| PROBLEM REQUIREMENTS |
With pictures excluded, retype exactly every line from the one containing "of the mountain" to the end of the records below.

| SUPPLIED ENTRIES |
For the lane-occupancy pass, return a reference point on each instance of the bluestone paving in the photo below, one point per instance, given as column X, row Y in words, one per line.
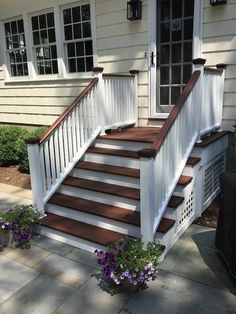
column 174, row 294
column 93, row 299
column 13, row 276
column 29, row 257
column 65, row 270
column 41, row 296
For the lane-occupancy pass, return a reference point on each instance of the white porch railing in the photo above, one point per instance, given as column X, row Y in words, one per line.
column 162, row 165
column 212, row 110
column 107, row 102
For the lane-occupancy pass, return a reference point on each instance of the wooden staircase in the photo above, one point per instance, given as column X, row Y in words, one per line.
column 99, row 201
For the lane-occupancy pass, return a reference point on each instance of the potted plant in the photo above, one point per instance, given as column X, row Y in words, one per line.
column 18, row 223
column 128, row 263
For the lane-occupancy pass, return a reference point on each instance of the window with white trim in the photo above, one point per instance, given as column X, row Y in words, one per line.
column 44, row 43
column 16, row 48
column 78, row 38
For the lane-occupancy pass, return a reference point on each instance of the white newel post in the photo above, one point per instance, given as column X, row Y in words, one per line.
column 36, row 175
column 199, row 65
column 136, row 80
column 100, row 105
column 147, row 194
column 221, row 66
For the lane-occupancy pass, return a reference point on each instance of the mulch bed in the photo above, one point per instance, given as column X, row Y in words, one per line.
column 12, row 176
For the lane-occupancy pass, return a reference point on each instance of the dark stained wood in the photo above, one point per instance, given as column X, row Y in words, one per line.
column 122, row 171
column 184, row 180
column 212, row 138
column 192, row 161
column 165, row 225
column 81, row 230
column 175, row 201
column 68, row 110
column 113, row 189
column 94, row 208
column 113, row 152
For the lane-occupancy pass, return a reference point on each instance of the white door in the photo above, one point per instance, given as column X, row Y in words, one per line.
column 171, row 51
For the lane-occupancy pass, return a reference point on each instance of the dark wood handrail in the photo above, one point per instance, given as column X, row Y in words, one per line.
column 156, row 145
column 68, row 110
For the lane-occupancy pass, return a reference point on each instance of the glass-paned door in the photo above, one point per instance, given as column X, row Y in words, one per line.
column 174, row 46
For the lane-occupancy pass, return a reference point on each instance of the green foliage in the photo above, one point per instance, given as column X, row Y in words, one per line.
column 8, row 138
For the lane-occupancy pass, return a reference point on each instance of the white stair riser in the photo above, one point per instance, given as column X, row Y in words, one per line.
column 94, row 220
column 106, row 178
column 112, row 160
column 124, row 145
column 71, row 240
column 100, row 197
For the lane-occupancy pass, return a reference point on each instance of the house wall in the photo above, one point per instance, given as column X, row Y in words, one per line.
column 219, row 46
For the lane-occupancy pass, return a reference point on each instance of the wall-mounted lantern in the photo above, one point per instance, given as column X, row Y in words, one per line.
column 214, row 3
column 134, row 10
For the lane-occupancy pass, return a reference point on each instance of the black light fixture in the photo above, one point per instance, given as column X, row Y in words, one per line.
column 134, row 10
column 214, row 3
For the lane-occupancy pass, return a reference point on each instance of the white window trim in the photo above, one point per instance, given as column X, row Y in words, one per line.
column 61, row 57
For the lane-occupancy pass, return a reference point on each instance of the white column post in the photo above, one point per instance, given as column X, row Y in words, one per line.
column 36, row 174
column 147, row 194
column 199, row 65
column 221, row 66
column 100, row 105
column 136, row 80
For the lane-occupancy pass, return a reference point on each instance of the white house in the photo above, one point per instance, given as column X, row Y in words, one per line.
column 48, row 53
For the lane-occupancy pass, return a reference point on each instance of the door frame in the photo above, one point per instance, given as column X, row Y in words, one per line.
column 152, row 49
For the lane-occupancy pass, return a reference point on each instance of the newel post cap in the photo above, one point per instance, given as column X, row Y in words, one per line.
column 199, row 61
column 221, row 66
column 97, row 69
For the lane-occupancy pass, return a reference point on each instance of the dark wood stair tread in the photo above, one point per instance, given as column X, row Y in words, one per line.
column 81, row 230
column 175, row 201
column 192, row 161
column 113, row 152
column 103, row 210
column 184, row 180
column 123, row 171
column 118, row 190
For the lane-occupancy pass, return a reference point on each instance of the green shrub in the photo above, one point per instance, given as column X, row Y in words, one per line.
column 21, row 147
column 8, row 138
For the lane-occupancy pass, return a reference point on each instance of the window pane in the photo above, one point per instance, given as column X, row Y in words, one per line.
column 36, row 38
column 85, row 12
column 71, row 50
column 86, row 29
column 164, row 73
column 68, row 32
column 165, row 10
column 187, row 71
column 20, row 26
column 89, row 63
column 76, row 14
column 72, row 65
column 80, row 49
column 50, row 19
column 176, row 74
column 164, row 95
column 67, row 16
column 188, row 52
column 13, row 27
column 175, row 92
column 80, row 65
column 42, row 21
column 88, row 48
column 51, row 35
column 176, row 53
column 35, row 23
column 77, row 31
column 188, row 29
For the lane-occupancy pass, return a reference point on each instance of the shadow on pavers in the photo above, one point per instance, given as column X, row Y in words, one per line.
column 213, row 259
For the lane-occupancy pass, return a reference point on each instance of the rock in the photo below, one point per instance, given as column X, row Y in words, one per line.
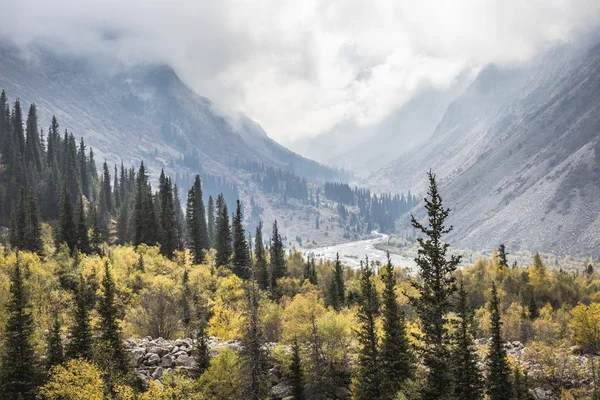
column 136, row 355
column 167, row 361
column 154, row 359
column 342, row 393
column 281, row 390
column 184, row 361
column 160, row 350
column 157, row 373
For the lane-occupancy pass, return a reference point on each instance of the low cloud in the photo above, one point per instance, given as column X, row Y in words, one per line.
column 300, row 68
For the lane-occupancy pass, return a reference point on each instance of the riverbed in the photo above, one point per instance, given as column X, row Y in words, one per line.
column 352, row 253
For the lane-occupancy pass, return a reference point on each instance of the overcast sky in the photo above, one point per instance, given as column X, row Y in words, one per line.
column 299, row 67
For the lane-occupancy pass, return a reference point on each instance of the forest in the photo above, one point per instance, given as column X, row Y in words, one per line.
column 96, row 267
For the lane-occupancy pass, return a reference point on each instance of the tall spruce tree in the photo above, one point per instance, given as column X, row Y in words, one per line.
column 297, row 373
column 18, row 363
column 223, row 234
column 211, row 221
column 368, row 379
column 337, row 289
column 168, row 223
column 83, row 239
column 468, row 382
column 80, row 332
column 54, row 347
column 111, row 354
column 397, row 362
column 277, row 253
column 240, row 260
column 199, row 241
column 499, row 374
column 436, row 287
column 256, row 384
column 67, row 230
column 262, row 269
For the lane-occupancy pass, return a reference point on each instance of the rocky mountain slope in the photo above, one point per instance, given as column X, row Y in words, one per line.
column 364, row 150
column 515, row 156
column 141, row 113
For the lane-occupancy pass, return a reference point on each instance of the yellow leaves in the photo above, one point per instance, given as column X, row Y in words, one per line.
column 585, row 325
column 221, row 381
column 76, row 380
column 226, row 322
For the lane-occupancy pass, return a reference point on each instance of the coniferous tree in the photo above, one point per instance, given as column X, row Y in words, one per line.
column 211, row 222
column 502, row 256
column 310, row 271
column 498, row 378
column 67, row 230
column 261, row 259
column 83, row 170
column 277, row 253
column 168, row 222
column 397, row 363
column 254, row 367
column 296, row 373
column 468, row 382
column 54, row 347
column 436, row 288
column 367, row 382
column 111, row 353
column 241, row 253
column 80, row 333
column 337, row 289
column 83, row 239
column 196, row 222
column 223, row 234
column 34, row 237
column 18, row 364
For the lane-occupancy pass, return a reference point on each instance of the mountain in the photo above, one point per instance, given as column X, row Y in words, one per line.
column 141, row 113
column 366, row 149
column 515, row 155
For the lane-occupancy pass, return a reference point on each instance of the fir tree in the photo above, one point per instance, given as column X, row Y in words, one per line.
column 277, row 253
column 223, row 238
column 367, row 382
column 337, row 290
column 241, row 253
column 397, row 364
column 468, row 382
column 54, row 346
column 34, row 236
column 256, row 383
column 296, row 373
column 211, row 222
column 18, row 364
column 199, row 241
column 80, row 333
column 111, row 353
column 436, row 287
column 498, row 378
column 502, row 256
column 261, row 260
column 83, row 239
column 168, row 222
column 67, row 230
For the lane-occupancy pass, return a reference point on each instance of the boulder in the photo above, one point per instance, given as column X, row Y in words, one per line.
column 153, row 359
column 136, row 355
column 184, row 361
column 167, row 361
column 157, row 374
column 343, row 393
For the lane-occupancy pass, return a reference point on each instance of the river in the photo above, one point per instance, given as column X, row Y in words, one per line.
column 351, row 253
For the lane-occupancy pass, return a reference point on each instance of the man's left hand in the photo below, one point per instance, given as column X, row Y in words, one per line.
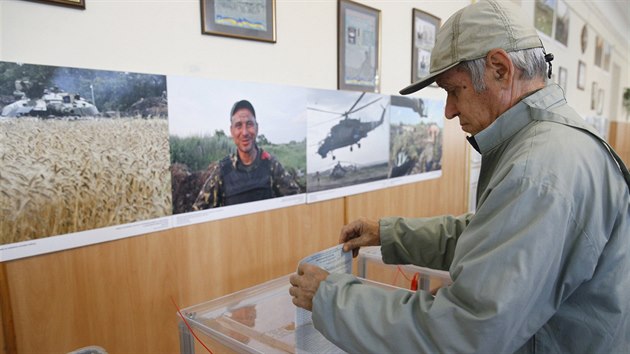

| RESPONSE TO THE TASK |
For the lane-occupancy pass, return a reference point on each instance of the mountain in the photo above, one point per instance, given as column X, row Y in words, one per line.
column 141, row 113
column 366, row 149
column 515, row 155
For the lane-occupancy pass, return a reference point on each instance of the fir tree in the photo above, one point per instance, given as column X, row Y in words, one per line.
column 277, row 253
column 223, row 238
column 367, row 382
column 337, row 290
column 241, row 253
column 397, row 364
column 468, row 382
column 54, row 346
column 34, row 236
column 256, row 383
column 296, row 373
column 211, row 222
column 18, row 364
column 199, row 241
column 80, row 333
column 111, row 353
column 436, row 287
column 498, row 378
column 502, row 256
column 261, row 260
column 83, row 239
column 168, row 222
column 67, row 230
For the lane-occupancy pass, return a reference point on each instance of the boulder in the photo above, one point per instance, given as column X, row Y in words, one per line.
column 153, row 359
column 136, row 355
column 184, row 361
column 167, row 361
column 157, row 374
column 343, row 393
For the lane-occupancy pass, return a reference point on each instance of the river in the photo above, one point per instance, given as column X, row Y in words, one per line.
column 351, row 253
For the lane-occupancy pass, return a reference point on each instance of the man's left hand in the photo below, one point per instance, given as column X, row Y in words, one per line.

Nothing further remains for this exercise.